YOUR GOAL –
Give back every line of the material below word for word, leaving out the pictures.

#### RECORD EXTRACTS ####

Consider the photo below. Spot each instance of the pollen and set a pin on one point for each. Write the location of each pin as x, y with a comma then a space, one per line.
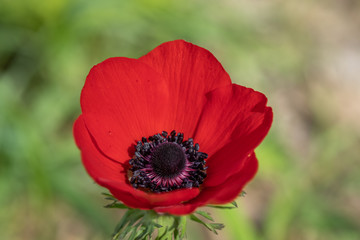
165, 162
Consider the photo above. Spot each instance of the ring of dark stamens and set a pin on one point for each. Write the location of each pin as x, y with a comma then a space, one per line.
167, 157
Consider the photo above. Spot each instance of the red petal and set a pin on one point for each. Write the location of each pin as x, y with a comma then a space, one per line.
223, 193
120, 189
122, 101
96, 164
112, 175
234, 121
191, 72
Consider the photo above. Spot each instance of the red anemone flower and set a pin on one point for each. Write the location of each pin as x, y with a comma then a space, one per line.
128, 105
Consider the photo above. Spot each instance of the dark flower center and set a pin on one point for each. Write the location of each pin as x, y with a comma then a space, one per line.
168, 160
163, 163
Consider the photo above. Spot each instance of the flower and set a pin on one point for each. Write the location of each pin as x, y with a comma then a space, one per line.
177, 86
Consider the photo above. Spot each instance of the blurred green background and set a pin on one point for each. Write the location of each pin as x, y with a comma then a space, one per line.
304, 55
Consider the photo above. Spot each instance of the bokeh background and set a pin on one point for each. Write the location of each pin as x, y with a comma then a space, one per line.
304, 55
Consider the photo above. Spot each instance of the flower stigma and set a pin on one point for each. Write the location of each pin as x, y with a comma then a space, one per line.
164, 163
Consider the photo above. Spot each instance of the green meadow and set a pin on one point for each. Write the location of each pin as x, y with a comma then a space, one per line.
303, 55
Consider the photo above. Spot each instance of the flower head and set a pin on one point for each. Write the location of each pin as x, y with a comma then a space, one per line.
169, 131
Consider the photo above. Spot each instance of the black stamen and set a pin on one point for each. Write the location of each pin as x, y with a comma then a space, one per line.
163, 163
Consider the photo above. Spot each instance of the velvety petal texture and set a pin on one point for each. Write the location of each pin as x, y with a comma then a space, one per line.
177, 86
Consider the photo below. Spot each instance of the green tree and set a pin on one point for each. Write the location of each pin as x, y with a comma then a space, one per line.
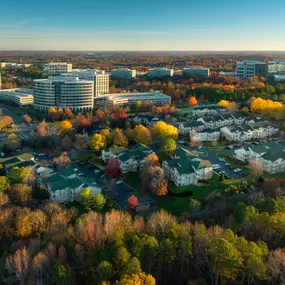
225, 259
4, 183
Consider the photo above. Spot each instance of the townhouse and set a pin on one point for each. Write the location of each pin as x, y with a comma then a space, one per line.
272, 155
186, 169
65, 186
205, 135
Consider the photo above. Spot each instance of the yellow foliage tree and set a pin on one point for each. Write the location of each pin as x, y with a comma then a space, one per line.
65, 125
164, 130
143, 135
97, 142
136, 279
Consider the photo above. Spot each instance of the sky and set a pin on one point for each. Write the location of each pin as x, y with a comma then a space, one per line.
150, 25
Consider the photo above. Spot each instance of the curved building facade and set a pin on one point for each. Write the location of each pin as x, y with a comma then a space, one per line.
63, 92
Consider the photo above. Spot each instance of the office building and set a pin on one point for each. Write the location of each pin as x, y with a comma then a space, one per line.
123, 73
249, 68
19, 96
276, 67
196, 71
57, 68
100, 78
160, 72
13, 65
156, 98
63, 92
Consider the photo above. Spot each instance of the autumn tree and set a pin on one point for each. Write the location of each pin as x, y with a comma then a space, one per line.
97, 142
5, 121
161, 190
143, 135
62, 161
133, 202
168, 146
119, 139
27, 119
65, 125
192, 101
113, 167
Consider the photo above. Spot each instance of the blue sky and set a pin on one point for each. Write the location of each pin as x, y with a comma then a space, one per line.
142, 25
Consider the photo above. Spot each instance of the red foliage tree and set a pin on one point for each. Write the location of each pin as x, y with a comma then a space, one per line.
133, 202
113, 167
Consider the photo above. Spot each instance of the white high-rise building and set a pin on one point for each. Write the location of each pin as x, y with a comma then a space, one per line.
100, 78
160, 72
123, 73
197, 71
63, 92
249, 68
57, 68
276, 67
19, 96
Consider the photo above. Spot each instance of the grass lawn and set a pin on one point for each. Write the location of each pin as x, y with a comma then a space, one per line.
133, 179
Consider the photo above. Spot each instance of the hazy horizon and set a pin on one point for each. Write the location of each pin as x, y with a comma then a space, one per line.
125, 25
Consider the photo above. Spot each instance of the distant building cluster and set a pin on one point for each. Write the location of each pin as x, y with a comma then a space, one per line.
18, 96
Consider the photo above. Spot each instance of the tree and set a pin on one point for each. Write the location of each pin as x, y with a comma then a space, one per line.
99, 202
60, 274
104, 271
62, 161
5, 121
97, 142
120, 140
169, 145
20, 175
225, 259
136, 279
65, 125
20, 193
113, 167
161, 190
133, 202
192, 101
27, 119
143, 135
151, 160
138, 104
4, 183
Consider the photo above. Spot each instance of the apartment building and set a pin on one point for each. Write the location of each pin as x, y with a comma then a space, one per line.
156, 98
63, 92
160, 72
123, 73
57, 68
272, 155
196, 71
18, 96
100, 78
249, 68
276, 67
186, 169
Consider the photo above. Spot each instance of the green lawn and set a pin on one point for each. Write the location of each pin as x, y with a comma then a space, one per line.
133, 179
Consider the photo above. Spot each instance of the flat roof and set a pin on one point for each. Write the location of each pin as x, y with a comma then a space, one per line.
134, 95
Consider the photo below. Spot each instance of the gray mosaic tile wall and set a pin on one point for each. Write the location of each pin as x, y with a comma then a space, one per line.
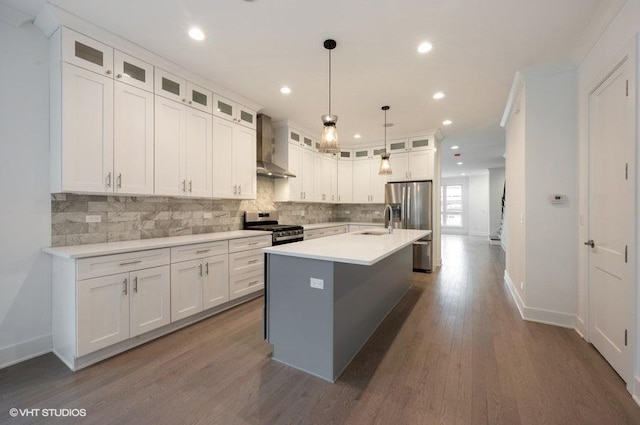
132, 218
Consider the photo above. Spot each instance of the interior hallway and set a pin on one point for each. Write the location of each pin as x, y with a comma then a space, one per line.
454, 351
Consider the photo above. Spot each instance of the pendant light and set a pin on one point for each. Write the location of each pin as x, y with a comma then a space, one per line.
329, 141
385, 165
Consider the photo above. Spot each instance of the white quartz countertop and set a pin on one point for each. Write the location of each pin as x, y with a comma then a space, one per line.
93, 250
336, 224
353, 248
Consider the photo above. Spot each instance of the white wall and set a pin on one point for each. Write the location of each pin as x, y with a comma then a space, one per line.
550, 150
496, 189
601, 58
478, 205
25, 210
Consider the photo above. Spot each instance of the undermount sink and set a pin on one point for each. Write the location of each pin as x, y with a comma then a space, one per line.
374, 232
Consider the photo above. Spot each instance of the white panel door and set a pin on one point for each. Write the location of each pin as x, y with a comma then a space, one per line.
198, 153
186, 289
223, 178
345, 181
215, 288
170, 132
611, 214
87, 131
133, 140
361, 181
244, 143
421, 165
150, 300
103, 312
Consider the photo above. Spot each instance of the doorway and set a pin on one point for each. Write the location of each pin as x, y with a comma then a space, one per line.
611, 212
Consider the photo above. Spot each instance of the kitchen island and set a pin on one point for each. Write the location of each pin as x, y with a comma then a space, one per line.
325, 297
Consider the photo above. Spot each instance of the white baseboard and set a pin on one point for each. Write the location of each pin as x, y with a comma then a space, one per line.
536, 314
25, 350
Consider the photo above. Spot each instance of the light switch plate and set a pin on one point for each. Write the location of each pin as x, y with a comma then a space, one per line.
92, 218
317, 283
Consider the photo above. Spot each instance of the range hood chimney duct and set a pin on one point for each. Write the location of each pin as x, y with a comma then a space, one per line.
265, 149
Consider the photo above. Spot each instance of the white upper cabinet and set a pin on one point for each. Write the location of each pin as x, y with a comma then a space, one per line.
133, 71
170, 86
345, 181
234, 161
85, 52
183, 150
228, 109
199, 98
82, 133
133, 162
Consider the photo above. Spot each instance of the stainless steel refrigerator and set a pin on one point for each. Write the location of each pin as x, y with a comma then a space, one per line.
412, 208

####

FINISHED TASK –
Consider the photo below. Spot each instance of the pollen and set a pin on one point for each. Write the location of each pin as x, y with a comma then a space, one per line.
165, 162
Consider the photo above. Spot each instance of the ring of dark stamens and set a pin on one point for each. Write the location of each pin as x, y with a comma then a space, one per line.
167, 157
Consider the photo above. Spot each instance of the red petal and set a pin on one point for each. Write the location of each pin as x, y with a comma then a space, one per line.
223, 193
120, 189
122, 101
96, 164
112, 175
234, 121
191, 72
Consider the photo above. Spot each instance of the red anemone flower and set a pin on one point for each. Write the location of each pin as x, y with a comma then a space, one per line.
128, 105
Consider the photo above. Spot each instance of the dark flower center and set a pin on one point for each. Write the location of each pin as x, y with a comma then a space, one per line.
168, 160
163, 163
Consider the photo above. Spot each instance of the flower and set a pin on one point for each. Write the location of each pin as x, y with a comma then a space, one per line.
177, 86
Consider the photo above. Spot each instance of the blurred green background and set a pin on one point for each. Write the location of each pin as x, y with a comma then a space, one per line.
304, 55
Consider the photo above. Spot each instance of the bokeh background and set a pin on one point for each. Write the location of each pin as x, y with a comma then a space, one per line.
304, 55
Consider the photo above. Spot each instance of the flower stigma and set a pin on one point for each. Write the location of each pin as x, y with a comma then a space, one per line.
164, 163
Consider the photo above. Spot each instance of the green meadow and set a pin on one point for each. Write the location of each pin as x, y with a comma then a space, one per line.
303, 55
Consider the photo above. Spot each instance of the flower head and set a pin on one point for each. Write the location of each pin as x, y with a comma then a space, one per line.
169, 131
Consider the photo above. Spot each instance of the black stamen and set a pin on one point for each. Write the location of each pin as x, y with a comma then a space, one per line.
163, 163
Consider the photo above. Spot each instance of the velvety petal texture and set a pin on one point for each. Write the location of each pin as x, y with a comma then a space, one per line.
177, 86
Consider the photo below. Spot each instance of the green tree and set a pin on one point for each. Write the location of each pin as x, y with a comma then a space, one per line.
225, 259
4, 183
Consider the photo above. Spot each instance of the townhouse and set a pin on one point for each. Write the location of each pin as x, y with a comma then a space, one per line.
272, 155
186, 169
65, 186
205, 135
Consider the photo above. Spot each instance of the yellow foliage tree and set a pin on one point for each. Write the location of each pin as x, y with a comma then a space, one per line.
65, 125
164, 130
143, 135
97, 142
136, 279
Consider the photo above. Spot each instance of the sky and set a pin on one point for each. Write the location of each pin as x, y with a comma then a space, one per line.
150, 25
Consider the photo above. Spot each instance of the curved building facade and set a pin on one point for each. Write the location of each pin as x, y with a comma then a space, one per line.
63, 92
Consider the photo above. Spot each instance of the office building and set a pin on one point for each. Write the location of each pin as x, y with a comma then a space, one per line.
123, 73
249, 68
19, 96
276, 67
196, 71
57, 68
100, 78
160, 72
13, 65
156, 98
63, 92
Consider the photo above. Spot each instance of the autumn tree and set a pin on one point for each. Write the location of each pin as x, y with a comma then a space, one per line.
97, 142
5, 121
161, 190
143, 135
62, 161
133, 202
168, 146
119, 139
27, 119
65, 125
192, 101
113, 167
Consider the photo above. Spot each instance of the blue sky and set a pin on one point for each. Write the location of each pin as x, y with a comma then a space, one per line.
142, 25
Consider the photo above. Spot each instance of the red foliage tree and set a pin on one point for each. Write the location of each pin as x, y with a comma then a space, one per line.
133, 202
113, 167
Consider the photo above. Spot each instance of the white high-rise building and set a pin on one point for each. Write the location of each pin as x, y with a comma then a space, one per line.
100, 78
160, 72
123, 73
197, 71
63, 92
249, 68
57, 68
276, 67
19, 96
Consider the photo above. Spot each instance of the grass lawn and set a pin on one point for each. Write the location of each pin as x, y with a comma then a space, one per line.
133, 179
Consider the photo above. Spot each instance of the hazy horizon and set a pin on one point for each. Write the location of each pin as x, y with a comma then a space, one per line.
125, 25
Consider the photo above. Spot each instance of the distant building cluster and set a pin on one point for each. Write the location of each pin as x, y with a comma then a space, one per line.
18, 96
Consider the photo above. Spot each instance of the tree and set a pin on one point for each. Write the location of each pin as x, y with a comma then a space, one per line.
99, 202
60, 274
104, 271
62, 161
5, 121
97, 142
120, 140
169, 145
20, 175
225, 259
136, 279
65, 125
20, 193
113, 167
161, 190
133, 202
192, 101
27, 119
143, 135
151, 160
138, 104
4, 183
Consider the photo above. Spot each instance of the apartment building and set a pin on one point for each. Write the location of each pin as x, y with a comma then a space, one per line.
156, 98
63, 92
160, 72
123, 73
57, 68
272, 155
196, 71
18, 96
100, 78
249, 68
276, 67
186, 169
Consider the photo above. Spot each instance of the green lawn and set a pin on one point for each. Write the location of each pin as x, y with a comma then a space, one per line.
133, 179
Consider the photo above. Spot each instance of the flat roof and set a pin on one point for each. Write the location of each pin as x, y with a comma then a space, one per line.
134, 95
Consider the photo below. Spot each instance of the gray mosaic tile wall and set a pin on one point for each. Write the location of each pin as x, y with a comma then a space, one per line.
132, 218
Consider the photo above. Spot each instance of the interior hallway and set a pin on one point for each. Write the location of each pin as x, y with a comma then a space, one per line.
454, 351
Consider the photo above. Spot each instance of the pendant light and set a pin on one point for each. Write the location of each pin as x, y with a comma then a space, one per line.
329, 141
385, 165
Consider the photo above. Spot each instance of the white quartz countertop and set a pin on one point for each. Write the location of each pin as x, y with a comma then a space, one per line.
93, 250
336, 224
353, 248
Consider the photo above. Spot each instance of the white wall and set a pin on one point for each. Write the location of each pin as x, y with a comma then a space, one per line.
550, 150
496, 189
601, 58
478, 205
25, 210
Consider the photo above. Spot each instance of the undermount sink and set a pin on one point for each. Write the location of each pin as x, y with a comma then a space, one per line.
374, 232
Consider the photo above. Spot each instance of the white panel door and set a pin on one point for each. Write the location of each pin as x, y with a comma then a space, one per line.
198, 153
186, 289
223, 178
345, 181
215, 288
170, 132
611, 214
87, 131
133, 140
361, 181
244, 143
421, 165
150, 300
103, 312
Consider the photo above. Spot each instance of the doorway and set a pin on one point for each. Write the location of each pin as x, y with a comma then a space, one per line.
611, 212
Consider the photo above. Spot each instance of the kitchen island and set a pin on one point for each. Write the location of each pin as x, y with a comma then a space, one per line.
325, 297
Consider the photo above. Spot each instance of the white baseboard and set a pin on one point for each. Write the location of each pin as x, y with a comma then a space, one per line.
536, 314
25, 350
Consider the photo above. Spot each instance of the light switch plate and set a pin on one point for each. Write the location of each pin as x, y with a comma then a space, one per line.
92, 218
317, 283
Consider the photo above. Spot each instance of the range hood chimney duct and set a pin on one point for each. Write the location of each pin as x, y with a comma then a space, one per line.
265, 149
Consider the photo above. Spot each instance of the white upper cabinet and set a pin on one point for each. Write the location of each pin as x, y with a comma then a space, one per line.
133, 71
170, 86
345, 181
234, 161
85, 52
183, 150
228, 109
199, 98
82, 133
133, 162
Consider the photo above. Spot each instance of the stainless steel refrigerator and set a pin on one point for each. Write the location of each pin as x, y with a comma then a space, one per line.
412, 208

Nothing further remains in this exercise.